# [Problem requirements]
What comes next in the farm forum thread about feeding pigs animal protein? Continue it from its last line.

# [Source extract]

%%

Birthing time is one time I would not risk it. I should also clarify that my pigs get lots of raw milk (animal protiein), so they may not have a strong craving for animal protein like strict vegetarian pigs might. It is wise to remember that they like any other animal will be driven by the need for missing nutrients and pigs are omnivores.


----------



## Cornish Heritage

> Birthing time is one time I would not risk it. I should also clarify that my pigs get lots of raw milk (animal protiein), so they may not have a strong craving for animal protein like strict vegetarian pigs might. It is wise to remember that they like any other animal will be driven by the need for missing nutrients and pigs are omnivores.


Right! I am SO longing for the day when we get all our pigs onto a mainly milk & egg diet. We're working on it, just not quite there yet.

If this lamb was dead as I suspect the pig was just cleaning up BUT yes there is still the blood from the actual birth etc. We should have been wiser! 

Liz


----------



## Royd Wood

Cornish Heritage said:
			
		

> Birthing time is one time I would not risk it. I should also clarify that my pigs get lots of raw milk (animal protiein), so they may not have a strong craving for animal protein like strict vegetarian pigs might. It is wise to remember that they like any other animal will be driven by the need for missing nutrients and pigs are omnivores.
> 
> 
> 
> Right! I am SO longing for the day when we get all our pigs onto a mainly milk & egg diet. We're working on it, just not quite there yet.

%%

# [Raw data]
%%

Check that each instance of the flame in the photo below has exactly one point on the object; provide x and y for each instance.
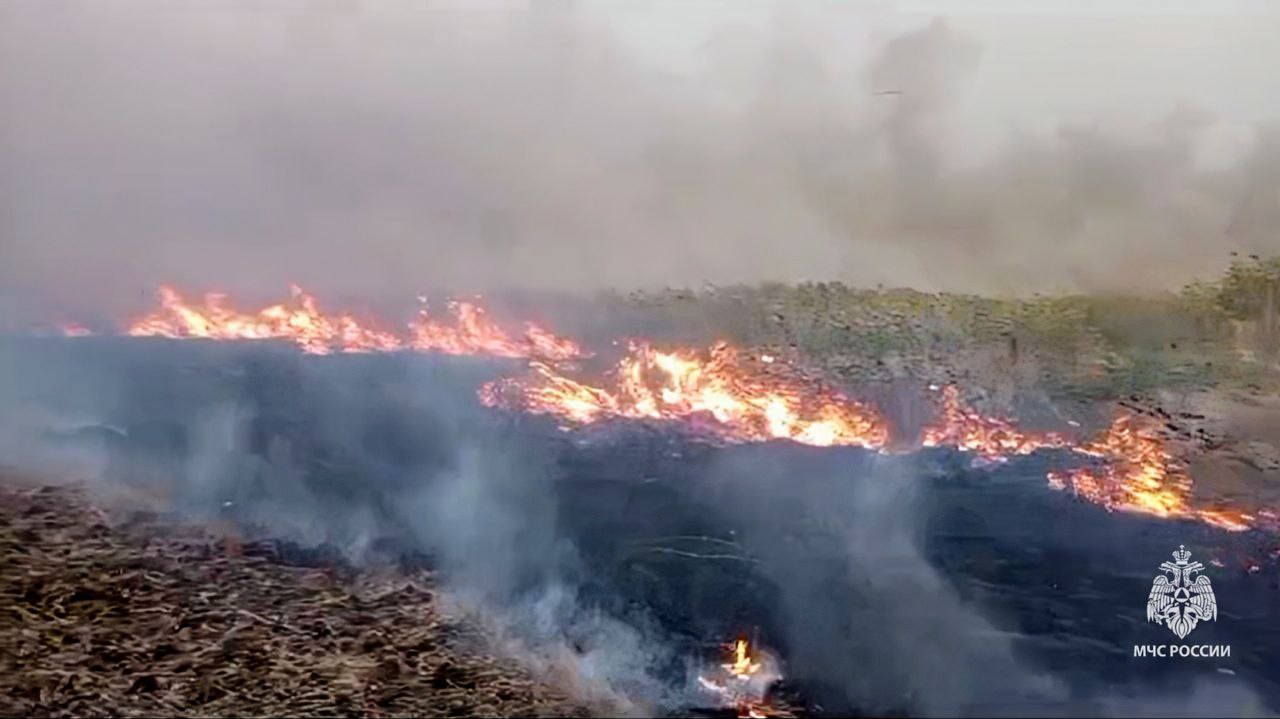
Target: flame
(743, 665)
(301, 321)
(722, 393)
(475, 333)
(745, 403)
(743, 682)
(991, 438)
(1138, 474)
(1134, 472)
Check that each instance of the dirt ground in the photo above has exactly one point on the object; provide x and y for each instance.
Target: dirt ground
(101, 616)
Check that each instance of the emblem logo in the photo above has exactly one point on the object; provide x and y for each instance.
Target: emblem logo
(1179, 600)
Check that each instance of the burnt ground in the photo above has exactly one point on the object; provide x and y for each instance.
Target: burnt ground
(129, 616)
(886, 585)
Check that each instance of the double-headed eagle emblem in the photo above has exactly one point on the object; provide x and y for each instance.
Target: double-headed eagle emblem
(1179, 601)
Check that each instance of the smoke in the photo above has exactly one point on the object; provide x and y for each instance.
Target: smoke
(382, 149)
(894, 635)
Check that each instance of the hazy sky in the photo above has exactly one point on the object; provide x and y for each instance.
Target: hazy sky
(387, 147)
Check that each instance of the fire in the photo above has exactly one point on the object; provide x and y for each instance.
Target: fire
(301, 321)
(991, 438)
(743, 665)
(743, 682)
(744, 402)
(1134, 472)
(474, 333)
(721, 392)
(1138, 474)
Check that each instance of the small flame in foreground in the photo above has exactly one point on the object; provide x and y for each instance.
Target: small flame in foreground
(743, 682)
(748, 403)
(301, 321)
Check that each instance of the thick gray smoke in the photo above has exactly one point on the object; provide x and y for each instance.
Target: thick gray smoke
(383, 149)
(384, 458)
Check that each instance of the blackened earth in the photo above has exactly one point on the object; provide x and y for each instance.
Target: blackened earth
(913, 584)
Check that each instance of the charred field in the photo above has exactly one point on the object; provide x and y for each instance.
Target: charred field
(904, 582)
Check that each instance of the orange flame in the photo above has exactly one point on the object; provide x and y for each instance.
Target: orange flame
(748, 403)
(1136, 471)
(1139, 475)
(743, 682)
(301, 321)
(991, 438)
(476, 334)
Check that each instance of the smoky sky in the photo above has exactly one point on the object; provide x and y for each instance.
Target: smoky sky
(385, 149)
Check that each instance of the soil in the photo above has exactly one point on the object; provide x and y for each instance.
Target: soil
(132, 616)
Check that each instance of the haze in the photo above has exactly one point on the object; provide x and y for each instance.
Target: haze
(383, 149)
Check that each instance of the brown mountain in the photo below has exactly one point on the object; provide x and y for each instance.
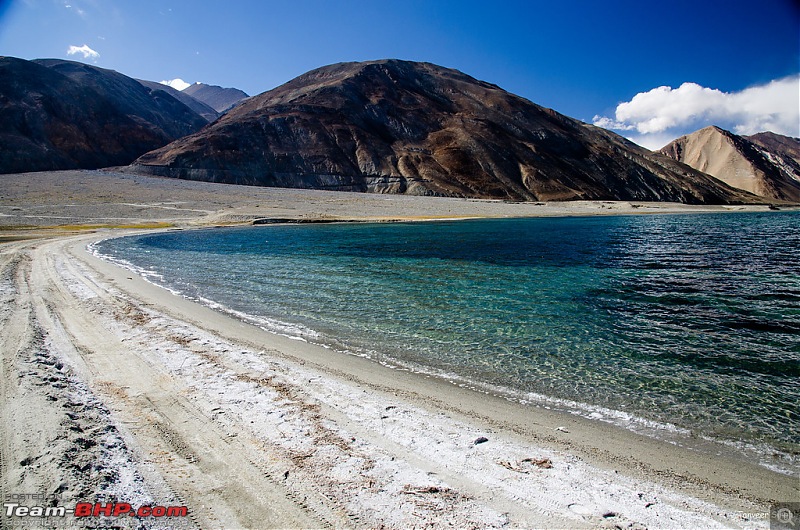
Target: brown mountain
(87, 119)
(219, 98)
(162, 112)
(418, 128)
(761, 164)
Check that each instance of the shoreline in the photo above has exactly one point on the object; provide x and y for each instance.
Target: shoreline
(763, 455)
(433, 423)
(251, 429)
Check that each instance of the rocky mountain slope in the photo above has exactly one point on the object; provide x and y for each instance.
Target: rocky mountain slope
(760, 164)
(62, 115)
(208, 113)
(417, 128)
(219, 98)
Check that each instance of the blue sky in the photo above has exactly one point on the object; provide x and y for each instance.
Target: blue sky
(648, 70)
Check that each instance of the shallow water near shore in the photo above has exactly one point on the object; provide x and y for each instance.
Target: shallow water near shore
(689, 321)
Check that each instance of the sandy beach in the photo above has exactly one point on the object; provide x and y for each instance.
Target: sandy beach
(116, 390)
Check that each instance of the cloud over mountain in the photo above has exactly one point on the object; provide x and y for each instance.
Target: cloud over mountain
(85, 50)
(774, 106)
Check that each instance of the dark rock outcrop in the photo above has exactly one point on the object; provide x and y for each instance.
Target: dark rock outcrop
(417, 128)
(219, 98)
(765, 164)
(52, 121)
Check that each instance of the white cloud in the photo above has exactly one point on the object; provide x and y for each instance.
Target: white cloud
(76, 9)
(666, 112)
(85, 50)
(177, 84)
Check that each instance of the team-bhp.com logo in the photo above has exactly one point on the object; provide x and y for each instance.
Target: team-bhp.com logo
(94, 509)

%%
%%

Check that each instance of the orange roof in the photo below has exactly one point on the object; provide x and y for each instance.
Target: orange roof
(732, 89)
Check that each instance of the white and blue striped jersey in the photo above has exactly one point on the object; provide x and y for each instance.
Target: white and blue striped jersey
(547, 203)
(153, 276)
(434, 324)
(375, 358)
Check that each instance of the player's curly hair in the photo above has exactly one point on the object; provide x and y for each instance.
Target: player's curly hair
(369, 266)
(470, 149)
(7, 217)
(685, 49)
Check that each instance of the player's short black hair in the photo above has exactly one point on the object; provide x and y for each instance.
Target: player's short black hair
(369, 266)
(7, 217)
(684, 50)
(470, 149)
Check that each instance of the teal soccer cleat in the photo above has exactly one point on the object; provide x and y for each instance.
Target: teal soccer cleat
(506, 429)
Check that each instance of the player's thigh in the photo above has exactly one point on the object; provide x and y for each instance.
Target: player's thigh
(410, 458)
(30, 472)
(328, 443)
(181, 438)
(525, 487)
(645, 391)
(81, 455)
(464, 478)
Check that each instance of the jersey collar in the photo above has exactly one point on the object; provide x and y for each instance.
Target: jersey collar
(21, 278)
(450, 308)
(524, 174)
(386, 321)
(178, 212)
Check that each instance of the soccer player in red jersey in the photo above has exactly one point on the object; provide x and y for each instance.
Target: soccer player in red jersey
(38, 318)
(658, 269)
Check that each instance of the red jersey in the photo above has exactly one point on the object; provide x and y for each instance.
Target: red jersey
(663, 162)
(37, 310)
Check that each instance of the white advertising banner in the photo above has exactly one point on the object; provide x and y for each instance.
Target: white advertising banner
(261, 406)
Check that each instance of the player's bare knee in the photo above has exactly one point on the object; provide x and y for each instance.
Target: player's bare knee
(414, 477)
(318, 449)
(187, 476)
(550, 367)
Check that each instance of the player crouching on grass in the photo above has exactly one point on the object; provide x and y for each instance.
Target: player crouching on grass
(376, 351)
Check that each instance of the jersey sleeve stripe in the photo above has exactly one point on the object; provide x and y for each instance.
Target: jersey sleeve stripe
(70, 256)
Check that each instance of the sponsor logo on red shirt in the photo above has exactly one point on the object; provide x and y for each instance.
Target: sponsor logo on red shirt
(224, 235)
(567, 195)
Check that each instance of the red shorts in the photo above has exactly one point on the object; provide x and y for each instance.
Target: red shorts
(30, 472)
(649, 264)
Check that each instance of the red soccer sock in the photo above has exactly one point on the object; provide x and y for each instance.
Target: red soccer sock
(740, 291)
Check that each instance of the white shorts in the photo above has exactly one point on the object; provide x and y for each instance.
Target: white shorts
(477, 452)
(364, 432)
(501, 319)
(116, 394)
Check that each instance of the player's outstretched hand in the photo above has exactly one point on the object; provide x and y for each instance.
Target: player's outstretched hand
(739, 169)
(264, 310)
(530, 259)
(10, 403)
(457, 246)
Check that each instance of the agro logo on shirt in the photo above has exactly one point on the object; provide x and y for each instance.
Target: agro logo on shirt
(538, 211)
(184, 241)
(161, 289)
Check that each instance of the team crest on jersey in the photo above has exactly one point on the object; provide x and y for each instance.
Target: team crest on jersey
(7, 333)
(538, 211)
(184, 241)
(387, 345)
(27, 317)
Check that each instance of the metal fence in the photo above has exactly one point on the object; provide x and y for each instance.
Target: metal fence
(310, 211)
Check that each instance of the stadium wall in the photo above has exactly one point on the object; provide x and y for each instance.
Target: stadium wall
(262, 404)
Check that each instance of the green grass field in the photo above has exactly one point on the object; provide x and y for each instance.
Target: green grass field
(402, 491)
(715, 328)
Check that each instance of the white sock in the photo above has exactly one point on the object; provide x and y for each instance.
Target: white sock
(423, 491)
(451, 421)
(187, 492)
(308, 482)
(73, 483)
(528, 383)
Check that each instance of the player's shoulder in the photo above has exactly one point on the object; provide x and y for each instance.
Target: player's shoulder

%%
%%

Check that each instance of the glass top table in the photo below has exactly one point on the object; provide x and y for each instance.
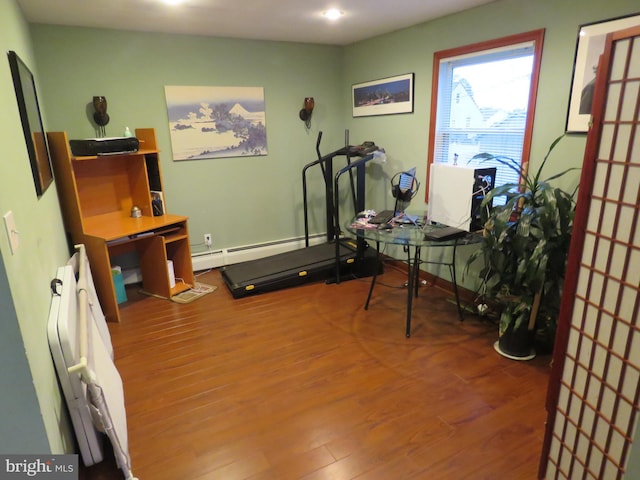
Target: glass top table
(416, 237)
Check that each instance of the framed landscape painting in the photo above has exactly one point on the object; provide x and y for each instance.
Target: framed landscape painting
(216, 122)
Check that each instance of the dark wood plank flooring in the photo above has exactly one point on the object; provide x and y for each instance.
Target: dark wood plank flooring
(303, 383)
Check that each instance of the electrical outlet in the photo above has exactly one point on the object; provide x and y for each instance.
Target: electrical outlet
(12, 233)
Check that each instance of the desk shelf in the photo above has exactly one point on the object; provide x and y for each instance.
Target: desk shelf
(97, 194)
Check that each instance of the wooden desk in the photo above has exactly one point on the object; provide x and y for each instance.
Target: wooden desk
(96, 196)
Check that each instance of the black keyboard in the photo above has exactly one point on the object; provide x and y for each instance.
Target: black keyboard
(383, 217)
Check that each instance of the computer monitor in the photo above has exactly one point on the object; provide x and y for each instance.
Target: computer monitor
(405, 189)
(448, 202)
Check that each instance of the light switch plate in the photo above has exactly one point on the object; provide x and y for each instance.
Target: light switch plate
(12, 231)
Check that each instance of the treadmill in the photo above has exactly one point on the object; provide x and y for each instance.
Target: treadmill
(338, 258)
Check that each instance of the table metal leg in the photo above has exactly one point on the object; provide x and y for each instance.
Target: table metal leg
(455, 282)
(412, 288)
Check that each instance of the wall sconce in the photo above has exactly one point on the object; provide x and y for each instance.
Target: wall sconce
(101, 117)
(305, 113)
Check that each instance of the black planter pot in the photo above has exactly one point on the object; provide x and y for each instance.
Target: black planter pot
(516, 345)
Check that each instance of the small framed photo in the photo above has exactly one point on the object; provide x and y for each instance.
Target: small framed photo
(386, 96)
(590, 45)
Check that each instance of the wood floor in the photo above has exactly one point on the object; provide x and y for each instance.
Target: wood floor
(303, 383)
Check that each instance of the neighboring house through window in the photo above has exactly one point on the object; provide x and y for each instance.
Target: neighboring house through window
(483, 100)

%%

# [Response]
> 
> If this lamb was dead as I suspect the pig was just cleaning up BUT yes there is still the blood from the actual birth etc. We should have been wiser!
> 
> Liz
Click to expand...

Poop happens down on the farm. First pigs we had here were Pot bellies (rescue) and they enjoyed fresh chicken. They would wait till nightfall and pull any down that perched around their pen. My LBs dont bother and the chickens pirch on them for heat this time of year


----------



## RamblingCowgirl

Well at the very least I've picked up lots of useful tid bits. Thanks 

The more I think about it, it seems I'd be more likely to keep them with their own kind. At least for the most part.


----------



## carolinagirl

years ago I discovered my hog had broken out of his pen during the night and had killed and eaten all of my goat kids.  I lost over a dozen kids that night.  I caught him killing the last one.  I'd never trust one with goats or sheep, although I know of people who do it and have no trouble.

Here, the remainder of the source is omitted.